### Phrase grounding data
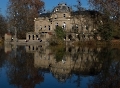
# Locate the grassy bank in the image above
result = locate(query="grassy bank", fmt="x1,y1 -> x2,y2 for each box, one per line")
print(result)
73,40 -> 120,47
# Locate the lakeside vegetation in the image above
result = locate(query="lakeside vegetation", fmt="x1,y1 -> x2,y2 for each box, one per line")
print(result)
48,26 -> 120,47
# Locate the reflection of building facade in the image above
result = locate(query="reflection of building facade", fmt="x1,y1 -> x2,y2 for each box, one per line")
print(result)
4,44 -> 102,82
26,3 -> 102,42
26,45 -> 102,82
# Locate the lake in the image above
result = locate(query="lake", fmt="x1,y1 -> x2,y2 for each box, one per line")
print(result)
0,44 -> 120,88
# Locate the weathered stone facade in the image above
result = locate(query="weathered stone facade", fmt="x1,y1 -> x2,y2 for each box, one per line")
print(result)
26,3 -> 102,42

### Work instructions
Where a line of the data contains the string "facade", include it in a count, and state that count alone.

### Problem solution
4